• SUPPLIED TEXT:
(begin)

Learn how to make Tender & Juicy Instant Pot Pork Shoulder! Super easy to make with simple pantry ingredients. Flavorful Garlic Butter Pork Shoulder Recipe that makes a tasty family-friendly meal.

Total Time
1 hr 50 mins
Servings: 4 - 6
Calories: 311 kcal
Course: Main Course
Cuisine: American

Ingredients

  • 3 - 3.25 pounds (1457g) 4-inch thick pork shoulder
  • 1 cup (250ml) unsalted chicken stock
  • ½ teaspoon (2.8g) table salt
  • 1 tablespoon (15ml) Regular soy sauce
  • 2 tablespoons (28g) unsalted butter or olive oil
  • 2 (550g) onions, sliced
  • 12 (41g) garlic cloves, crushed
  • 2 teaspoons (2.2g) dried rosemary
  • 2 (0.3g) bay leaves
Thickener:
  • 2 tablespoons (30g) cornstarch
  • 3 tablespoons (45ml) cold water

Instructions

    Cup of Yum
  1. Brown Pork Shoulder: Heat Instant Pot using "Sauté More" function. Wait until the Instant Pot says "HOT". Pat dry pork shoulder, then lightly season one side with coarse salt and black pepper. Add 2 tbsp (28g) unsalted butter or olive oil in the inner pot, then ensure to coat the oil over the whole bottom of the pot. Carefully place the seasoned side of pork shoulder in Instant Pot. Season the other side with salt and black pepper. Brown one side for 5 minutes before flipping over, then brown the other side for another 5 minutes. Remove the browned pork shoulder, then set aside.
  2. Saute Onion & Garlic: Saute sliced onions in Instant Pot for 3 ½ minutes. Add & saute crushed garlic for a minute. Add & saute 2 tsp (2.2g) dried rosemary & 2 bay leaves for 30 seconds.
  3. Deglaze Instant Pot: Pour in 1 cup (250ml) unsalted chicken stock, then deglaze by scrubbing all the flavorful brown bits off the bottom with a wooden spoon. Give it a quick mix.
  4. Pressure Cook Pork Shoulder: Add 1 tbsp (15ml) regular soy sauce and ½ tsp (2.8g) table salt in Instant Pot, then give it a quick mix. Add pork shoulder (and its meat juice) in the cooking liquid. With Venting Knob in Venting Position, close the lid, then turn Venting Knob to Sealing Position. Pressure Cook at High Pressure for 60 minutes, then 15 minutes Natural Release. After 15 minutes, release the remaining pressure by turning the Venting Knob to Venting position. Remove the lid carefully.

(end)

Excerpts of pointing data
(begin)

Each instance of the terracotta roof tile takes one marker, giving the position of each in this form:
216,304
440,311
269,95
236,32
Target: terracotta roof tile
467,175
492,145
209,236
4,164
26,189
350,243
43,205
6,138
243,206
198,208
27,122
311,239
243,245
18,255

(end)
(begin)

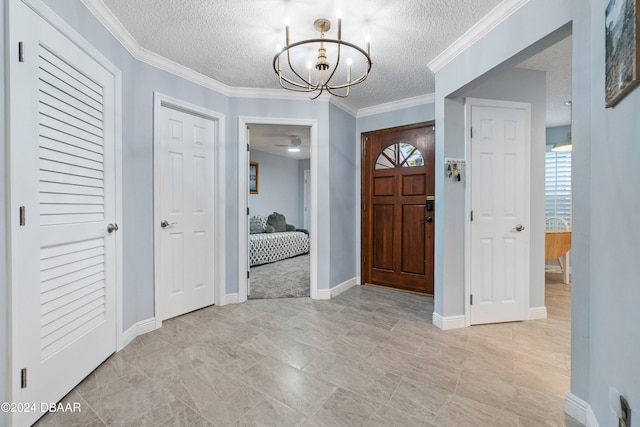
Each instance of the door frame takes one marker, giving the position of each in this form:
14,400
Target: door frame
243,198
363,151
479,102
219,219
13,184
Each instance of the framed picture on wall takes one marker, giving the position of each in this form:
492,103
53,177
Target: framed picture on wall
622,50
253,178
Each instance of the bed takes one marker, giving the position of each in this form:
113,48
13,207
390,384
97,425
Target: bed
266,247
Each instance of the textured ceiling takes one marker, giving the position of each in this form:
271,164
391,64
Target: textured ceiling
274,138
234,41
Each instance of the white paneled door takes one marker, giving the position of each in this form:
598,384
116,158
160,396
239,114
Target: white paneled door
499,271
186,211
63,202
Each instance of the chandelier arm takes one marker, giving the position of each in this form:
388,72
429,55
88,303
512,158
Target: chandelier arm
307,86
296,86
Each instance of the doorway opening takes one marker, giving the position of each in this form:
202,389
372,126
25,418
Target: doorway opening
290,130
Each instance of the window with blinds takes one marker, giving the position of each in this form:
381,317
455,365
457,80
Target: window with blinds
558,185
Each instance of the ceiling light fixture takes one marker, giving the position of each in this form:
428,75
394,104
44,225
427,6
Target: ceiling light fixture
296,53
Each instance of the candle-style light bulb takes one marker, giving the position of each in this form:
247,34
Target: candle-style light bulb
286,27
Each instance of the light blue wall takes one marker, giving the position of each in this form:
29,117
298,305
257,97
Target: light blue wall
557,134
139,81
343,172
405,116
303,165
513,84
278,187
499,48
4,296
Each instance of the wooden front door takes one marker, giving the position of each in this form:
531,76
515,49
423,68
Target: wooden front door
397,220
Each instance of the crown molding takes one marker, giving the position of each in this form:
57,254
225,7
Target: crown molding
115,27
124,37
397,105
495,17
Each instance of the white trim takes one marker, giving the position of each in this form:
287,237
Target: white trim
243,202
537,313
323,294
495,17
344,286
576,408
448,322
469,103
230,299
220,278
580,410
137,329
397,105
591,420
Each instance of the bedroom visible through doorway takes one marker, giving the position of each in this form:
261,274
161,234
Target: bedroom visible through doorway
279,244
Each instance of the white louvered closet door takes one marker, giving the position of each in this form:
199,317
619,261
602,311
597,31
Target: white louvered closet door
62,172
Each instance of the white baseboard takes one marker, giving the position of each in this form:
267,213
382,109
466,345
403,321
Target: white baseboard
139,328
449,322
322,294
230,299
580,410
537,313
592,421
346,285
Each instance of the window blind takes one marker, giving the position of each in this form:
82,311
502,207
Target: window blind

(end)

• JOB 1:
Retype the pork shoulder recipe, beginning at the words "3. Deglaze Instant" and stopping after "spoon. Give it a quick mix.".
• JOB 2:
Summarize the pork shoulder recipe in two sentences.

• CORRECT RESPONSE 1:
3. Deglaze Instant Pot: Pour in 1 cup (250ml) unsalted chicken stock, then deglaze by scrubbing all the flavorful brown bits off the bottom with a wooden spoon. Give it a quick mix.

• CORRECT RESPONSE 2:
The recipe makes a tender, juicy garlic butter pork shoulder in an Instant Pot with simple pantry ingredients, taking 1 hour 50 minutes in total and serving 4 to 6. The pork is browned on both sides, then onions, garlic, rosemary and bay leaves are sautéed, the pot is deglazed with chicken stock, and the pork is pressure cooked at high pressure for 60 minutes followed by a 15-minute natural release.